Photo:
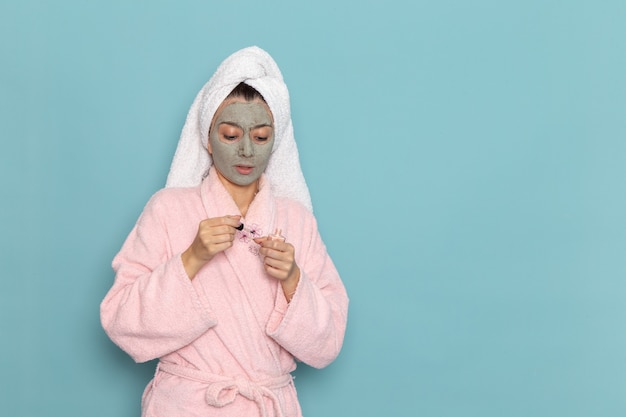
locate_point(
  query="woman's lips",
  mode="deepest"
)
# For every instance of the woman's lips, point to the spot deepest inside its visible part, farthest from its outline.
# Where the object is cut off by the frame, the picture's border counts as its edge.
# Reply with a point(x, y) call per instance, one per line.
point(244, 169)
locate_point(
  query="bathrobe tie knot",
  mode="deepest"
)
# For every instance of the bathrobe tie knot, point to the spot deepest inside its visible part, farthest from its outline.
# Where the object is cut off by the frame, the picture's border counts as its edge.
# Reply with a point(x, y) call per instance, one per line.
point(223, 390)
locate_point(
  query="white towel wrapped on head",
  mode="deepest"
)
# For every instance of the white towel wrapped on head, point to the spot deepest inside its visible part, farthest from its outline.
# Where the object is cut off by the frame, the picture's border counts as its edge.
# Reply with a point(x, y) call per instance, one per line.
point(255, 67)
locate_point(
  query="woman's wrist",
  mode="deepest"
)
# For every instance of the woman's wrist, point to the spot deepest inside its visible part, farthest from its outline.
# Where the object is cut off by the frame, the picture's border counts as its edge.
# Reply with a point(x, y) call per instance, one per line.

==============================

Please print the entries shown above again, exactly, and skip the pictures.

Photo:
locate_point(
  query="woman's lips",
  mode="deepest"
)
# For every instance of the woman's lips, point to the spot deepest inside its visible part, farthest from its outline.
# Where the object is cut off by the frame, the picture's border counts as its edge.
# Reply with a point(x, y) call per instance, one per line.
point(244, 169)
locate_point(
  query="bathrobe tie knot",
  mode="deepest"
)
# For every instance of the bathrobe tie knot, point to the spot deepest inside its visible part, farthest from its outline.
# Where the object is cut off by the frame, the picture's border counts as its edge.
# Reply with a point(x, y) call per instance, one per line.
point(223, 390)
locate_point(
  query="white towel wrapped on head",
  mode="deepest"
)
# For every instance of the white towel wrapped on head, point to the spot deepest inside its visible part, farthest from its outline.
# Where the object is cut off by the frame, the picture's border counts as its edge.
# Reply with a point(x, y) call per instance, one per line.
point(255, 67)
locate_point(
  query="woman's wrist",
  mode="deepest"
)
# For every instance of the woman's wrist, point to the spot deepest inside its visible part, farthest from its outline.
# Where the object is cut off by the frame, the picture's border counts as its edge.
# Reply with a point(x, y) call per instance, one per line.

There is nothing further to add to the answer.